● **Excerpt**
Research Project Template - Vincenzo Imperati

Key Features#

Modular Analysis Structure: Separate notebooks for individual analyses with dedicated data storage
Pipeline Framework: Orchestrated execution of data processing functions
Environment Management: Virtual environment setup with dependency tracking
Version Control Ready: Pre-configured .gitignore for data science projects
Scalable Architecture: Easy addition of new analyses and pipeline functions

Table of Contents#

Project Structure
Prerequisites
Quick Start
How to Use the Project
Adding New Content
- Adding a New Analysis
- Adding a Function to the Project Pipeline
Examples
Troubleshooting
Contributing

Project Structure#

project/
├── analysis/                    # Individual analysis notebooks
│   └── example_analysis.ipynb
├── data/
│   ├── analysis/               # Analysis-specific data
│   │   └── example_analysis/
│   ├── raw/                    # Initial, unprocessed data
│   ├── processed/              # Cleaned and processed data
│   └── [pipeline_outputs]/     # Additional folders created by pipeline
├── src/
│   ├── project_execution.ipynb # Main pipeline orchestration
│   └── project_functions.py    # Reusable pipeline functions
├── utils/                      # Shared utilities and helper functions
├── .gitignore                  # Excludes data/ and venv/ from version control
├── data_structure.txt          # Documentation of data folder structure
├── requirements.txt            # Project dependencies
└── README.md                   # This file

Description of Folders and Files#

analysis/:
- Contains Jupyter notebooks for individual analyses. Each notebook has its own folder in data/analysis/ to store generated or utilized data.

● **Listed records**
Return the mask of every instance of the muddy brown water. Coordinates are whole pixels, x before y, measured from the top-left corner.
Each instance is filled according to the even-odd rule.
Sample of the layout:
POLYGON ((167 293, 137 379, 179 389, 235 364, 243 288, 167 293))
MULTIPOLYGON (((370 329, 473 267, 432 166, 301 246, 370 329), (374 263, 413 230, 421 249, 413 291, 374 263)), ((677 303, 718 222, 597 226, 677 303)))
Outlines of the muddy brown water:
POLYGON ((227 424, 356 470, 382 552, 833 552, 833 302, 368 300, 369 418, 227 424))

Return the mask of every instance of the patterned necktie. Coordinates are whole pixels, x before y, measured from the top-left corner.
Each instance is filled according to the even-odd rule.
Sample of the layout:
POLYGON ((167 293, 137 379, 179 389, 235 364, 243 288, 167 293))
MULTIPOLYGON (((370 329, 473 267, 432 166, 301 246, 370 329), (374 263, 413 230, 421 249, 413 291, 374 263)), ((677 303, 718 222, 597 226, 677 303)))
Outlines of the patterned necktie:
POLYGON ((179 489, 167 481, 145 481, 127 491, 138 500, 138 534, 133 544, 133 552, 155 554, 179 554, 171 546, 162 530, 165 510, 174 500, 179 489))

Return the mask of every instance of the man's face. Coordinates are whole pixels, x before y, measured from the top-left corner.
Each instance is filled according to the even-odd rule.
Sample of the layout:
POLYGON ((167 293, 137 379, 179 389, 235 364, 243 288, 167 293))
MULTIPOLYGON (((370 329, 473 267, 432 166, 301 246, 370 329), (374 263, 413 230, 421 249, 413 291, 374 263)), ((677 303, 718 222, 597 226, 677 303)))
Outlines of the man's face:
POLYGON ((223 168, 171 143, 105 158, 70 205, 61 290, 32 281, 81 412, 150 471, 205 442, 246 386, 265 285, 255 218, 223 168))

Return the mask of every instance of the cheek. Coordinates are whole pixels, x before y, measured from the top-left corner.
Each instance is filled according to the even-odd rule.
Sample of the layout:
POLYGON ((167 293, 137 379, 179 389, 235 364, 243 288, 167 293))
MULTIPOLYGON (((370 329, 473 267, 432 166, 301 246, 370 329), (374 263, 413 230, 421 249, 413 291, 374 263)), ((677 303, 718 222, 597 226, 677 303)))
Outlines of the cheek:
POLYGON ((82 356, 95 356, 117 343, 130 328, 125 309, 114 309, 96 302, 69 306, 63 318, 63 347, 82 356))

● **Task list**
**A)** Answer these about the research project template text, one line each:
(i) Which file serves as the main pipeline orchestration?
(ii) Which folders does the .gitignore exclude from version control?
(iii) What does the Environment Management feature provide?
**B)** Carry the research project template text forward from its last sentence.

● **Task-by-task answers**
**A)**
(i) src/project_execution.ipynb
(ii) data/ and venv/
(iii) Virtual environment setup with dependency tracking

**B)**
data/:
- analysis/: Analysis-specific data, organized by notebook name.
- raw/: Initial, unprocessed data files.
- processed/: Processed data derived from raw/ folder. This folder is typically generated by the first function in the project pipeline.
- Additional folders may exist to store files generated by the project pipeline. These folders can be organized based on the type of output or the specific functions that create them.
src/:
- project_execution.ipynb: Orchestrates and displays the project pipeline.
- project_functions.py: Contains reusable functions used in the pipeline.
utils/:
- Useful and reusable Python modules for analyses or other projects.
.gitignore:
- Excludes the data/ and venv/ folders from version control.
data_structure.txt:
- Documents the structure of the data/ folder (generated by tree -asD data > data_structure.txt).
requirements.txt:
- Lists all dependencies required for the project.

Prerequisites#

Python 3.8+
Git (for version control)
Jupyter Notebook/Lab (for running notebooks)
pip (Python package installer)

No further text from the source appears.